_Document section:_

┌──

Human resources is defined as: the personnel of a business or organization, especially when regarded as a significant asset. Also, the department of a business or organization that deals with the hiring, administration and training of personnel.
When you hire an employee, it’s so much more than just giving them a job description and letting them go to work. You hire them to be an asset and make money for your company. But many companies do not treat employees as assets. If employees are assets, they need to be protected just as much as the company needs to be protected to ensure future profitability for everyone.
There are important factors to consider such as liability protection, employee safety and training (including equipment training and instruction). Proper documentation is also needed to ensure that the training and other information has been properly received by the new employee. This protects everyone.
Imagine an overzealous new hire deciding to operate a vehicle lift without proper training that’s documented and certified. If an accident were to happen, you and your company would be left totally unprotected.
Then there are benefits, employee questions and assistance, employee financial plans, health insurance, etc. When you think about these examples collectively and individually, you can see that if you have two or more locations, you may already need an experienced human resources (HR) professional.

└──

_Exercise instructions:_
[A] From the human resources article, copy word for word the part that starts at "Imagine an overzealous" and ends at "left totally unprotected.".
[B] Pick up the human resources article after its last sentence and keep writing it.

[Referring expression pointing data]
┌──

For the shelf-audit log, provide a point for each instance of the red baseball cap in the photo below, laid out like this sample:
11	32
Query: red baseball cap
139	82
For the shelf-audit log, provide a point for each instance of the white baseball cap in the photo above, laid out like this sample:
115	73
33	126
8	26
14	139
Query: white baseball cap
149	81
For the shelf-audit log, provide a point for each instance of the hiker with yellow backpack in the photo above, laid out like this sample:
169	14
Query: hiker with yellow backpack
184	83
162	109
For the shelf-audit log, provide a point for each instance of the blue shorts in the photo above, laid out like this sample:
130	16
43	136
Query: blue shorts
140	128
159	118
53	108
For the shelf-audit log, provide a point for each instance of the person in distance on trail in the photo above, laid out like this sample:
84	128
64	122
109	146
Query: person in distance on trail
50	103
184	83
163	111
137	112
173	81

└──

_Exercise results:_
[A]
Imagine an overzealous new hire deciding to operate a vehicle lift without proper training that’s documented and certified. If an accident were to happen, you and your company would be left totally unprotected.

[B]
In our company, we have an HR pro-fessional who has a wide array of responsibilities, including documenting that all employees have received periodic, mandatory continuing education on equipment usage. This can be a long and tedious task, but you often receive some type of assistance from the person who sold you the equipment.
For example, let’s say you have a relatively new hire who claims he understands how to operate a Car-O-Liner measuring system. Let’s say a relatively new vehicle comes in that needs frame repair. Then, he botches the repair. In some states, labor laws could prevent you from terminating an employee because of their inability to perform. In Pennsylvania, for example, you could terminate an employee but then, depending on the unemployment hearing, you could be responsible for paying unemployment compensation to that employee for six months to a year. And all that you did wrong was hire them based on what they told you and not their ability to perform.
I’ll go one step further with this example. In our application process, we document and record all certifications, training and experience the potential employee claims to have. Based on that, we can then have a paper trail to document it for just cause. From there, you can go in a few different directions such as re-education, revising the employee wage scale, deciding to terminate, etc. However, none of these options are available without a savvy, experienced HR professional to properly document and gather necessary information to be able to make decisions that are in the company’s best interest.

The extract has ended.